De zaak tegen [naam verzoeker 1] is geseponeerd omdat [naam verzoeker 3] als leidinggevende werd vervolgd en de zaak tegen laatstgenoemde is voorwaardelijk geseponeerd vanwege de oudheid van de feiten en omdat hij al voldoende was gestraft door onder andere het betalen van de belastingschuld die samenhing met de verdenkingen. Dat door beide verzoekers in verband met het strafrechtelijk onderzoek advocaatkosten zijn gemaakt zoals deze blijken uit de overgelegde gespecificeerde declaraties is geen punt van discussie. De vraag die beantwoord moet worden, is of er gronden van billijkheid aanwezig zijn om tot vergoeding van die kosten over te gaan.

····················

__UIT TE VOEREN TAKEN__:
a – Vat het fragment samen in twee zinnen.
b – Schrijf uit het fragment letterlijk over vanaf "De zaak tegen [naam" tot en met "over te gaan.".
De rijen komen uit een andere bron.

__OVERZICHT__:
····················

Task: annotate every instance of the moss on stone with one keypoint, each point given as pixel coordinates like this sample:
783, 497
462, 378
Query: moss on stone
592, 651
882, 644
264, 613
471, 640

····················

__RESULTATEN PER TAAK__:
a – De zaak tegen [naam verzoeker 1] is geseponeerd omdat [naam verzoeker 3] als leidinggevende werd vervolgd, en de zaak tegen die laatste is voorwaardelijk geseponeerd vanwege de oudheid van de feiten en omdat hij al voldoende was gestraft. Dat beide verzoekers advocaatkosten hebben gemaakt staat niet ter discussie, en de vraag is of er gronden van billijkheid zijn om die kosten te vergoeden.

b –
De zaak tegen [naam verzoeker 1] is geseponeerd omdat [naam verzoeker 3] als leidinggevende werd vervolgd en de zaak tegen laatstgenoemde is voorwaardelijk geseponeerd vanwege de oudheid van de feiten en omdat hij al voldoende was gestraft door onder andere het betalen van de belastingschuld die samenhing met de verdenkingen. Dat door beide verzoekers in verband met het strafrechtelijk onderzoek advocaatkosten zijn gemaakt zoals deze blijken uit de overgelegde gespecificeerde declaraties is geen punt van discussie. De vraag die beantwoord moet worden, is of er gronden van billijkheid aanwezig zijn om tot vergoeding van die kosten over te gaan.